QUOTED PASSAGE →
---*---

But why bother with it? Well, there are methods to select a larger gradient step rate that will get us closer to the goal in one step (such as ISTA with its Lipschitz coefficient that is used for the estimation). Just scale it down by the number of layers, to account for each layer trying to do its own equal share of adjustment. And then we can also use the momentum methods, such as FISTA (it stands for Fast ISTA) to accelerate further, for each neuron. If this works right, this should accelerate the training big time, at least for the ReLU activation function that doesn't mess up the gradients much. So if nobody uses it, there should be something wrong with this idea. It will be interesting to try. Maybe something does get lost when many small steps get replaced by one big cumulative step.

Potentially, a larger ISTA-like step rate would work on the small individual steps too, just scale the steps down more, by the number of training cases. However there is a catch in this approach: if each step takes us closer to the optimum of one training case, then the last training case will have the strongest effect, while the effect from the first training case will be most diluted. Adding them up equally, trying to do its step from the same initial position, evens them out. If the steps are small anyway, this difference doesn't matter, but if we're aiming for the larger steps, maybe it would. On the other hand, if all the cases are pushing the outputs in about the same direction anyway, doing many small separate steps would follow the gradient curve better than one large step (because, remember, we would see the zigzags with the large steps). And if we do many training cases, and repeat them in many passes, there would not be any relative advantages between the cases, they would be constantly trading spaces, the first one again becoming the last one (except on the last pass). So maybe that's why nobody accumulates the gradients. But even then I still think that a larger Lipschitz-based rate can be used, and maybe even the momentum can be carried between the passes.

---*---

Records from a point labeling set
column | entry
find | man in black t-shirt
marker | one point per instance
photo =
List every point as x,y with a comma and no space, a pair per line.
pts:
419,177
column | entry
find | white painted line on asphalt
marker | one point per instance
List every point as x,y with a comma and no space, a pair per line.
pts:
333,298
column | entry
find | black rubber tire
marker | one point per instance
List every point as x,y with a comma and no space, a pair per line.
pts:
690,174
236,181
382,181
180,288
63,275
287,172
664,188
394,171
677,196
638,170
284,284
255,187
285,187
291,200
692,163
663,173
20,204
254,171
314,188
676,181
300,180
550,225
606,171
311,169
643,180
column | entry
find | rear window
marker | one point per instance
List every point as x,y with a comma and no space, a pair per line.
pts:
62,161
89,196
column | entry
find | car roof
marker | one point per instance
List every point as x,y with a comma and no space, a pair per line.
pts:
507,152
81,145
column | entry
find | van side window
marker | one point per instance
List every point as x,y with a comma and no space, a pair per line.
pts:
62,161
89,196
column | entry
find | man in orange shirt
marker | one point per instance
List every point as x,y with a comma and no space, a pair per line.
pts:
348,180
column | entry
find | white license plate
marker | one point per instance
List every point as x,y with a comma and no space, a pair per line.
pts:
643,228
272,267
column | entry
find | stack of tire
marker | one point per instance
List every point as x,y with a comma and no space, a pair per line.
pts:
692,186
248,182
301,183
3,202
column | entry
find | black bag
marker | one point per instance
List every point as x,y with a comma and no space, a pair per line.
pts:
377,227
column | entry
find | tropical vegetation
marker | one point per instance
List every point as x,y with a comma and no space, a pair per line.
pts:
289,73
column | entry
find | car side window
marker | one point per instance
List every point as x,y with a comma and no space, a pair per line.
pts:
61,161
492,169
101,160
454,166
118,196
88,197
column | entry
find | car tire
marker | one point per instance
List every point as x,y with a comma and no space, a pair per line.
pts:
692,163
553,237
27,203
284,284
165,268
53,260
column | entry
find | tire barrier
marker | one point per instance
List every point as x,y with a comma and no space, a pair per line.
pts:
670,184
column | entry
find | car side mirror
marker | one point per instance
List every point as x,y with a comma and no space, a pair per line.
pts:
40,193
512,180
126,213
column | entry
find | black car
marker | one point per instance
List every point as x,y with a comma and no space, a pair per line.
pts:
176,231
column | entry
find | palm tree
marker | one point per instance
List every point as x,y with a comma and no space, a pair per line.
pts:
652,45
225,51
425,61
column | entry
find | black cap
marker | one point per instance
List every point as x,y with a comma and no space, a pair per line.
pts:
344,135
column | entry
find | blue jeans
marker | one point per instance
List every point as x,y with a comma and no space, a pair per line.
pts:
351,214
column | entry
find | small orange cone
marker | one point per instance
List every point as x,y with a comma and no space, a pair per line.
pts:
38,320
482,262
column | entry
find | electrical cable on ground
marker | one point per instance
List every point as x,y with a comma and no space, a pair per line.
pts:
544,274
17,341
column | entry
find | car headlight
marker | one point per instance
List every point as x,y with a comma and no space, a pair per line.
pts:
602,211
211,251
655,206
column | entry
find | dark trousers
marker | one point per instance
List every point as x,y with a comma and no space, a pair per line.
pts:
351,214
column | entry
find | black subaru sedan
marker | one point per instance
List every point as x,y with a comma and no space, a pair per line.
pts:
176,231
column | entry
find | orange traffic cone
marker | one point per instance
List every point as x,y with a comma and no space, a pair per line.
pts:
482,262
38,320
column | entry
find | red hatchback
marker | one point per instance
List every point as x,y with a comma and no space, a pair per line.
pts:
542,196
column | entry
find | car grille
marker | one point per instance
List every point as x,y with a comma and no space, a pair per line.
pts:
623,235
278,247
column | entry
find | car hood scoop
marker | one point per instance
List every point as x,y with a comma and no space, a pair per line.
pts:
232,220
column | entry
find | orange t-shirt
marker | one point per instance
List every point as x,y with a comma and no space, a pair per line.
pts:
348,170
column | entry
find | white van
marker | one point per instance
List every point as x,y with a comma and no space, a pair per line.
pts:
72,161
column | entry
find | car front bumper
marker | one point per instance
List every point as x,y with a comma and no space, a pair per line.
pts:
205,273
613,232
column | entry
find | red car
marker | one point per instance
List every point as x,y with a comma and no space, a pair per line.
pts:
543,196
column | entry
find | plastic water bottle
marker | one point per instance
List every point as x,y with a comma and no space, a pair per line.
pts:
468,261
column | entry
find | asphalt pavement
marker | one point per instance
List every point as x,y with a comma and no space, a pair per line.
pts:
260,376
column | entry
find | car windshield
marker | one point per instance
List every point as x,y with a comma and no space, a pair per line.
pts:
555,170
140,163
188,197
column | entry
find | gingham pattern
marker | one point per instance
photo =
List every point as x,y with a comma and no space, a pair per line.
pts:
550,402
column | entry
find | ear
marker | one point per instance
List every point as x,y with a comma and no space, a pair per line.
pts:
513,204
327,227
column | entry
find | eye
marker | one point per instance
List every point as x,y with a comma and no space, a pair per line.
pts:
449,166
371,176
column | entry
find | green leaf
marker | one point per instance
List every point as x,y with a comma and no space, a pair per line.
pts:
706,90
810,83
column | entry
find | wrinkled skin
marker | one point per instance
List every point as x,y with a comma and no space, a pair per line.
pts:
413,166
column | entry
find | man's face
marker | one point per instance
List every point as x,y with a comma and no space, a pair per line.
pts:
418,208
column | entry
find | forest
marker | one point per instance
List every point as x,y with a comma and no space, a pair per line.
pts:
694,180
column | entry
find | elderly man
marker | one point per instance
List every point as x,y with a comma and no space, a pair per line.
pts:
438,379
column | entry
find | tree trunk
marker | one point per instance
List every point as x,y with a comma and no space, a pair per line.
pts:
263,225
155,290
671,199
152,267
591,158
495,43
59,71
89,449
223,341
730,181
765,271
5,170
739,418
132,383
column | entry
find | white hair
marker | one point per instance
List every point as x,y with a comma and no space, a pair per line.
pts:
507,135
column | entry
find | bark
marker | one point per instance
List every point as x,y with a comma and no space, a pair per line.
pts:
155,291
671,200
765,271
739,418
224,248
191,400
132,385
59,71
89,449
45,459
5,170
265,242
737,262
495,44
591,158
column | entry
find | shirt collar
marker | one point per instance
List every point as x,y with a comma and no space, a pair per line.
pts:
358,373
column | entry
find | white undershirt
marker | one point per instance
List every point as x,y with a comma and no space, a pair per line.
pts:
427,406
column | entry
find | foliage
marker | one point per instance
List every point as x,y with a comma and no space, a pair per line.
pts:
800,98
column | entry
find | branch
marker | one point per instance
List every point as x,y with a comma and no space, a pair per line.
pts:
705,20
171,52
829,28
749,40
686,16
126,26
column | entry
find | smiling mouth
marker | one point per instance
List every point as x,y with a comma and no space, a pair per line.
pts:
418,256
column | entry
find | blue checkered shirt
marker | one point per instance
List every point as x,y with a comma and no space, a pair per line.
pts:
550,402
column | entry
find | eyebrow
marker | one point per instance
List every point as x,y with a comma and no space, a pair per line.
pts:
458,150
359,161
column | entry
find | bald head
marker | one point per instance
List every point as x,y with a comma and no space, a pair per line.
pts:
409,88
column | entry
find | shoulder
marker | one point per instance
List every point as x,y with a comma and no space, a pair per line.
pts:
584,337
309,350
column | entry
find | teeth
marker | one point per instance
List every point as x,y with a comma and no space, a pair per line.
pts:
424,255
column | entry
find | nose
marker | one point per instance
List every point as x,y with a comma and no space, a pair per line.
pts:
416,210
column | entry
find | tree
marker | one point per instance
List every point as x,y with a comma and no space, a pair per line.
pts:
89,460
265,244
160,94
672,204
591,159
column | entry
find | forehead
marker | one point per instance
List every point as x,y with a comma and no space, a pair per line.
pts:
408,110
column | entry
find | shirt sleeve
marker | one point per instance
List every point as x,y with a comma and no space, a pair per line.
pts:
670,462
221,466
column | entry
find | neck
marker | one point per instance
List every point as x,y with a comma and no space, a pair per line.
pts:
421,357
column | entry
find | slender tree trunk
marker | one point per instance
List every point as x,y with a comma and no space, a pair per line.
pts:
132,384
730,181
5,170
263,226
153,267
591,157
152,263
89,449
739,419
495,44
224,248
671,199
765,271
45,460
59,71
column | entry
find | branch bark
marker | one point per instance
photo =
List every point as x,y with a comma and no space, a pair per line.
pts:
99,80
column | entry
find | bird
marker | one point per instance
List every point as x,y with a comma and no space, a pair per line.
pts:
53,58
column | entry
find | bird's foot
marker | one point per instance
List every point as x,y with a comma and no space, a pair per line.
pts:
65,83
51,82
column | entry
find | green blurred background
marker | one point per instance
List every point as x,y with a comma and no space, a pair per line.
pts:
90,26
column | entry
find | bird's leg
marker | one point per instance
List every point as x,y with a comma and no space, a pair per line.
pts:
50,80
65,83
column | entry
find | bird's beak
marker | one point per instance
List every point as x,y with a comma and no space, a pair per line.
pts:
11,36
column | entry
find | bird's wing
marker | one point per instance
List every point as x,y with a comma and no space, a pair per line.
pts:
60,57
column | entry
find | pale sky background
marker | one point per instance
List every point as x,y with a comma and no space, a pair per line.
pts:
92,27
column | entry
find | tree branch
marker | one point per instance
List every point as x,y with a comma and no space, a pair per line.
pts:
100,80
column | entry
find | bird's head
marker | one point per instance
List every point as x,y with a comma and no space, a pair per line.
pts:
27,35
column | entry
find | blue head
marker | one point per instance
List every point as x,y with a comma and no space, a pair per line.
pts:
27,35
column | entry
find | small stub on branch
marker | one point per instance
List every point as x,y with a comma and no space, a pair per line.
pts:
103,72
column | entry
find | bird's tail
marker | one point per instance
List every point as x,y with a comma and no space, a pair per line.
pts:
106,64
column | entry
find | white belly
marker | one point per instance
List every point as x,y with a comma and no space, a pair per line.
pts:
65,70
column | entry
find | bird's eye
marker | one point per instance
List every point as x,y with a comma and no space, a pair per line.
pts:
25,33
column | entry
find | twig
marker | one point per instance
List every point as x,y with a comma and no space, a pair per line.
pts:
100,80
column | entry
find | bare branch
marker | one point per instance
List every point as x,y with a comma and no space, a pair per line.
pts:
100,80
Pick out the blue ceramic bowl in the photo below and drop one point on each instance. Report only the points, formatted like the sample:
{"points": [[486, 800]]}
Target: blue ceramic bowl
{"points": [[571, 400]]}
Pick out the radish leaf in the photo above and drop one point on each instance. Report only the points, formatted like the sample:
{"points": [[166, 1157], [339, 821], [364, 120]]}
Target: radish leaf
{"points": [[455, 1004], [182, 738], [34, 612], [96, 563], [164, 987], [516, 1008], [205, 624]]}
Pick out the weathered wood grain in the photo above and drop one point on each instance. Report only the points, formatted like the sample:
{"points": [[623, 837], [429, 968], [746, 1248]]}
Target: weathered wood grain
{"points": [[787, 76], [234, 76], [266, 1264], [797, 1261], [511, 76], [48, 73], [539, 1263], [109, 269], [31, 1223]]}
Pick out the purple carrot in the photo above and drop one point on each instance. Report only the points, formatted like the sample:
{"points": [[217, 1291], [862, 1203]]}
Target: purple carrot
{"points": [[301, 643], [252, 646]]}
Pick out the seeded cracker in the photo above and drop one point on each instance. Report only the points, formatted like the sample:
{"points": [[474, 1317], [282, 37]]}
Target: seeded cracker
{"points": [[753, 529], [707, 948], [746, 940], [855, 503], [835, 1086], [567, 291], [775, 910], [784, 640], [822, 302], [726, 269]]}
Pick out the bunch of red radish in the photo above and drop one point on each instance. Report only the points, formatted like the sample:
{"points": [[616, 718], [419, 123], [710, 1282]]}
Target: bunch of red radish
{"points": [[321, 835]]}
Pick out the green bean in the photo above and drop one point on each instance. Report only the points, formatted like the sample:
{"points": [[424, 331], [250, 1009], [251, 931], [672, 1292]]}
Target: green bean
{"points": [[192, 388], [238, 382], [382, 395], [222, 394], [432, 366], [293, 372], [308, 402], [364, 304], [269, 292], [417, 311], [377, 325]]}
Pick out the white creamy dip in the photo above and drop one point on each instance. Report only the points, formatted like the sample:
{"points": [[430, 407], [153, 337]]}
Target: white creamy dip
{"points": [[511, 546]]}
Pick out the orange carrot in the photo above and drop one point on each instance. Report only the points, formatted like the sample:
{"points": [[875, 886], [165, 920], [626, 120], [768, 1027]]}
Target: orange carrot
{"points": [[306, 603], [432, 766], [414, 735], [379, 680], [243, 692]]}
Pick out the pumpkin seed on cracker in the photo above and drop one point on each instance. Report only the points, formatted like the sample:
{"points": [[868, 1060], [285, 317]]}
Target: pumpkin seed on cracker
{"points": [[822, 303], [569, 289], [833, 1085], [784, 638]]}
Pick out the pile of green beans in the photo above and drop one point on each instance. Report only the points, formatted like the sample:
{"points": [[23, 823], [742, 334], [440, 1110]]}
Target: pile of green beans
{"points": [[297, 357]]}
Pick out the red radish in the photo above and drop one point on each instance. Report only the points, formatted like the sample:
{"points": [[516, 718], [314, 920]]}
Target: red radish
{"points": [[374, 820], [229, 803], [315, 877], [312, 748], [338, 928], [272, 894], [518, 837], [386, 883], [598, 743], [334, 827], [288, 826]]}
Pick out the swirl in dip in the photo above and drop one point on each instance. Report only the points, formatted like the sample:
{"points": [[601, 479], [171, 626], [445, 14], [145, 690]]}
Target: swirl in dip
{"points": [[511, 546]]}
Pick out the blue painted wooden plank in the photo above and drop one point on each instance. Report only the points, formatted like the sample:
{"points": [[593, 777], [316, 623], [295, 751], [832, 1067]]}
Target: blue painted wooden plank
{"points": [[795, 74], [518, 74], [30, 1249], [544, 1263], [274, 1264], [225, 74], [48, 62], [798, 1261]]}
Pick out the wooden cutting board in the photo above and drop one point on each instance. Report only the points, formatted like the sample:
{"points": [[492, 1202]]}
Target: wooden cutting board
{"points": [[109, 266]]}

---*---

WORK INSTRUCTIONS →
1. According to the passage on gradient step rates, what does FISTA stand for?
2. Quote the passage on gradient step rates word for word from "But why bother" to "big cumulative step.".

THE RESPONSES →
1. Fast ISTA

2.
But why bother with it? Well, there are methods to select a larger gradient step rate that will get us closer to the goal in one step (such as ISTA with its Lipschitz coefficient that is used for the estimation). Just scale it down by the number of layers, to account for each layer trying to do its own equal share of adjustment. And then we can also use the momentum methods, such as FISTA (it stands for Fast ISTA) to accelerate further, for each neuron. If this works right, this should accelerate the training big time, at least for the ReLU activation function that doesn't mess up the gradients much. So if nobody uses it, there should be something wrong with this idea. It will be interesting to try. Maybe something does get lost when many small steps get replaced by one big cumulative step.